Records from a point-labeling set:
========

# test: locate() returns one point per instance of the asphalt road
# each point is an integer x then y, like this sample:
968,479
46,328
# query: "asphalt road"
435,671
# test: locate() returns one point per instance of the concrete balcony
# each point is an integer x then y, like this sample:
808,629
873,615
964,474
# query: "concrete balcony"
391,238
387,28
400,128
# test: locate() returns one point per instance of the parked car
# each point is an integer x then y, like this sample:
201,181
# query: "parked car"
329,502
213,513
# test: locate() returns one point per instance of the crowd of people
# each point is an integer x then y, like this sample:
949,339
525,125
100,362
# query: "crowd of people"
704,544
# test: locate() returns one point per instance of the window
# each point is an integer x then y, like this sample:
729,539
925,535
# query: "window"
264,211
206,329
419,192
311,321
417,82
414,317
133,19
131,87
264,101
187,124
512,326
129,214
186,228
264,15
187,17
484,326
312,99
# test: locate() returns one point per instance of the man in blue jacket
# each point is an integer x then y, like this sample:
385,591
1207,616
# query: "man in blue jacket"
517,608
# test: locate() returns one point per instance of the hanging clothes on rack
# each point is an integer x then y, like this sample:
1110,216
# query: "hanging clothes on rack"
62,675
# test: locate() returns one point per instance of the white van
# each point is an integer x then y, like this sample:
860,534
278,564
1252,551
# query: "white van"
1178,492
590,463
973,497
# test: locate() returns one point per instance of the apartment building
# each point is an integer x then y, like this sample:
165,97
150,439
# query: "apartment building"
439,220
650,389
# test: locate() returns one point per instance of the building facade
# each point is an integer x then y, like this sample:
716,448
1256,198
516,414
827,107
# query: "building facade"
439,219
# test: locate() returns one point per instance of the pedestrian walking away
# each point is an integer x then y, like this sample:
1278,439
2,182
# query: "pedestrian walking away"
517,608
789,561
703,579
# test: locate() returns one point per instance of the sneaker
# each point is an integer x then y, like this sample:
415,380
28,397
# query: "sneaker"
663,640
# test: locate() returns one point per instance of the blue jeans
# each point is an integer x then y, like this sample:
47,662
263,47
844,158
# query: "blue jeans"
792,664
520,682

========

> [WORK INSTRUCTIONS]
Turn every line of the records above into a numbered list, in order, and leave out any blank lines.

> [FINAL RESULT]
1. # test: locate() returns one point per instance of the asphalt road
2. # each point is an integer x then y, like this sample:
3. 968,479
4. 46,328
5. # query: "asphalt road"
6. 435,671
7. # test: locate() returns one point per instance of the concrete balcony
8. # each point is an integer x then y, like this sample:
9. 808,629
10. 873,615
11. 964,474
12. # query: "concrete balcony"
13. 391,238
14. 387,28
15. 400,128
16. # test: locate() returns one point per instance of the parked car
17. # each point is an integer x then y, like this sample:
18. 201,181
19. # query: "parked car"
20. 329,502
21. 213,513
22. # test: locate() returns one point per instance of the crowd of people
23. # each point is an integer x then y, like this sample:
24. 949,339
25. 525,125
26. 100,362
27. # query: "crowd of people"
28. 704,544
29. # test: locate() returns one point per instance of the window
30. # each point is an integer x then y, like this sample:
31. 729,539
32. 925,535
33. # query: "window"
34. 264,211
35. 206,329
36. 419,192
37. 311,321
38. 417,82
39. 414,317
40. 133,19
41. 131,87
42. 264,101
43. 187,124
44. 512,326
45. 129,214
46. 186,228
47. 264,15
48. 187,17
49. 484,326
50. 312,99
51. # test: locate() returns one point per instance of the man in blue jacket
52. # each point is an integer x then y, like this sample:
53. 385,591
54. 1207,616
55. # query: "man in blue jacket"
56. 517,608
57. # test: locate() returns one point per instance of the hanging clothes on rack
58. # each point is an integer x then y, like this sample:
59. 1110,216
60. # query: "hanging clothes on rack"
61. 62,675
62. # test: locate() returns one point per instance of the white van
63. # each point is an integer x then y, like this sample:
64. 860,534
65. 278,564
66. 1252,551
67. # query: "white van"
68. 1178,492
69. 590,463
70. 973,497
71. # test: locate() returns one point per instance of the apartment building
72. # each point is an integer x then y, like this sample:
73. 165,97
74. 150,439
75. # query: "apartment building"
76. 439,220
77. 650,389
78. # test: locate() returns one point per instance of the building facade
79. # each point is an integer x then y, like this sample:
80. 716,448
81. 1256,198
82. 516,414
83. 827,107
84. # query: "building facade"
85. 439,219
86. # test: locate() returns one point per instance of the pedestrian walking away
87. # each point is an integer x then y, like this sample:
88. 1278,439
89. 2,182
90. # query: "pedestrian walking away"
91. 517,608
92. 789,561
93. 703,579
94. # test: locate() returns one point per instance of the sneaker
95. # each point is an integer x then y, like this sample:
96. 415,380
97. 28,397
98. # query: "sneaker"
99. 663,640
100. # test: locate() returns one point per instance of the blue jeans
101. # each point is an integer x then y, like this sample:
102. 47,662
103. 263,47
104. 844,158
105. # query: "blue jeans"
106. 792,664
107. 520,682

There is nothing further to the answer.